**Task instructions**
Lay out the items between the lines holding "Please review the image above and annotate the dark" and "xmin=328 ymin=0 xmax=421 ymax=82", inclusive, as a two-column CSV with the columns instruction and boxes. Give one row per item, with its text under instruction and its answer under boxes, each in a single quoted field with line breaks replaced by spaces.

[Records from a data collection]
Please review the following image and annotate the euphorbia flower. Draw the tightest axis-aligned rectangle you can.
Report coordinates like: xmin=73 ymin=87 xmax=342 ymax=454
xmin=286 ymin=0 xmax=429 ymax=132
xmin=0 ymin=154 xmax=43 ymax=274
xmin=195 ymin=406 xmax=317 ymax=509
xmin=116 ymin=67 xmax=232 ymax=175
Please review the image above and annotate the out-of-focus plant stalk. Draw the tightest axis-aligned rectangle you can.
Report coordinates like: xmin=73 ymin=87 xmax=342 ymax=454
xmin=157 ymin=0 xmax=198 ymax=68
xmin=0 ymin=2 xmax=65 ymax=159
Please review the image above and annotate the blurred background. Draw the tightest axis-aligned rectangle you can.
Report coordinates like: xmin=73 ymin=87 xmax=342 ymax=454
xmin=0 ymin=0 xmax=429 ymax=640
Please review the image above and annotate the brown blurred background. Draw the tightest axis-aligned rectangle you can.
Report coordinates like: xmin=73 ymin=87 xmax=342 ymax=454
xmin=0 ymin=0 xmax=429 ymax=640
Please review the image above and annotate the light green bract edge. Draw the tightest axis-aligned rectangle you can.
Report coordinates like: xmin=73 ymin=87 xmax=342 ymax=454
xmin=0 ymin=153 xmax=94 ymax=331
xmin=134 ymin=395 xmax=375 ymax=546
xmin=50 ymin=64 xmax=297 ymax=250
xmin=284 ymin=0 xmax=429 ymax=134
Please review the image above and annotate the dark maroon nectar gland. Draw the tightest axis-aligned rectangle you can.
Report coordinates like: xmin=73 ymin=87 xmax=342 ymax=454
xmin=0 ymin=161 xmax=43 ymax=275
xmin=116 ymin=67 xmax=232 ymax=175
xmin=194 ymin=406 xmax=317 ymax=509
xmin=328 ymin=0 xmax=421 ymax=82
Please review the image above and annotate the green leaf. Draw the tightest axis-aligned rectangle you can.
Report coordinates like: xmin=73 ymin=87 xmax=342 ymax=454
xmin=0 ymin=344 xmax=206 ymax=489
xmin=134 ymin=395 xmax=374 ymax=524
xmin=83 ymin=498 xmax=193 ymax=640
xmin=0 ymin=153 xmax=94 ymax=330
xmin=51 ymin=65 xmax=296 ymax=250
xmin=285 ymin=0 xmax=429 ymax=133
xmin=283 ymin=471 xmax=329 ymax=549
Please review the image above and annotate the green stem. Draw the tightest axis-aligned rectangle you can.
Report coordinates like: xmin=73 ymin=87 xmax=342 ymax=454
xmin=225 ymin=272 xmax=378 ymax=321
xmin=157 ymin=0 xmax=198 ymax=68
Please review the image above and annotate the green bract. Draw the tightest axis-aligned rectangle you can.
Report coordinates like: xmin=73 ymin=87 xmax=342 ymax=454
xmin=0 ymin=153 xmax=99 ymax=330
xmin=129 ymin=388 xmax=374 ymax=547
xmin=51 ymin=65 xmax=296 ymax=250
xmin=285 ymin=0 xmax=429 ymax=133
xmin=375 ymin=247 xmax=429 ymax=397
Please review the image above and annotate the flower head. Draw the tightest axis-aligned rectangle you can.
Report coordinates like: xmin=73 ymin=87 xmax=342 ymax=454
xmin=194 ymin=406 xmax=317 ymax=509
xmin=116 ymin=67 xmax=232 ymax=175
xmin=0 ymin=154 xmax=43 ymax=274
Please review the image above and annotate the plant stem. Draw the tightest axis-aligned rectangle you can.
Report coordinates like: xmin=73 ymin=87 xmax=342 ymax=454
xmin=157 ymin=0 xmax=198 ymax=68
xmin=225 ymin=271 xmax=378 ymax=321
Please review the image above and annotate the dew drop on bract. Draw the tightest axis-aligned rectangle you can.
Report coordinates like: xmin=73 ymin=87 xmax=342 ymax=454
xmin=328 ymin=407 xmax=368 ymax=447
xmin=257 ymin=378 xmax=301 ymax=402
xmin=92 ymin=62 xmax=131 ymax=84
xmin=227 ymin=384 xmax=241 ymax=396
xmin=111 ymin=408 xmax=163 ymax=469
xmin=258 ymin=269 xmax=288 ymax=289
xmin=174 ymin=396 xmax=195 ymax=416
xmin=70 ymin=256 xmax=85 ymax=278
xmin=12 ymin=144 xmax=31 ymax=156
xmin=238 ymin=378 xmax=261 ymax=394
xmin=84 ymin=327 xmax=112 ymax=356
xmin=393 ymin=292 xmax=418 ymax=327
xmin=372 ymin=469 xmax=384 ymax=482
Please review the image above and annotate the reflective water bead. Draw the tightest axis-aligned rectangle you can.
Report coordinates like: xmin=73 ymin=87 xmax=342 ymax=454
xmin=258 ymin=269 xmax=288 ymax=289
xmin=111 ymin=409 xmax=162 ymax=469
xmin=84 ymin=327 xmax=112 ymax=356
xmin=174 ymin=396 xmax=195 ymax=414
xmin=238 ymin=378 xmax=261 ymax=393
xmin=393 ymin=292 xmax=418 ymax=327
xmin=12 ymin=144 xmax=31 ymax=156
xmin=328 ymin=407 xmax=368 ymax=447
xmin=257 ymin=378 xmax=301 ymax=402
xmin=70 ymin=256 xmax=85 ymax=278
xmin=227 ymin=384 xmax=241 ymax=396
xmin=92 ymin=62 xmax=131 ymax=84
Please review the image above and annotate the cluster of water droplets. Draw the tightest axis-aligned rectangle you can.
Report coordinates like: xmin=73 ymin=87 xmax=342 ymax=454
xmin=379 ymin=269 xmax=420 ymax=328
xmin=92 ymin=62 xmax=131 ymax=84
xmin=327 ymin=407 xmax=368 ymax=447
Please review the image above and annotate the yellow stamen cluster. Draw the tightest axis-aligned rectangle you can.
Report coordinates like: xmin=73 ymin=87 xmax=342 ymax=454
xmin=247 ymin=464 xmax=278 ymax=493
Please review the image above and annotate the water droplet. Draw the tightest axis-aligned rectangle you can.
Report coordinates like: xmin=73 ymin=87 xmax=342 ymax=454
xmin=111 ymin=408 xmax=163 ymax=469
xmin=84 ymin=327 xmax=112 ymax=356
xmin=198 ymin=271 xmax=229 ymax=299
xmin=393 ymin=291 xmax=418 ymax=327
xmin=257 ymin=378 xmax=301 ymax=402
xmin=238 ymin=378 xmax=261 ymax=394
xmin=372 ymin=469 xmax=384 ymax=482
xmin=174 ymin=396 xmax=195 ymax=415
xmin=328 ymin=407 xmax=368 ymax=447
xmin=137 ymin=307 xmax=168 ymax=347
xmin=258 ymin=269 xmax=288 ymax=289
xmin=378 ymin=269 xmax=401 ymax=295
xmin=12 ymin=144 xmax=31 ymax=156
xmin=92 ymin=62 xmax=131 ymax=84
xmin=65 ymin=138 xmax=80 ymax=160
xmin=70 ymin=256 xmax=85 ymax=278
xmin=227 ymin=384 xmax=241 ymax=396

**Task response**
instruction,boxes
"Please review the image above and annotate the dark maroon nectar gland. Draw the tightest axis-aligned rectangle you can. Report coordinates like: xmin=73 ymin=87 xmax=342 ymax=454","xmin=0 ymin=161 xmax=43 ymax=275 xmin=116 ymin=67 xmax=232 ymax=175 xmin=194 ymin=406 xmax=317 ymax=509 xmin=328 ymin=0 xmax=421 ymax=82"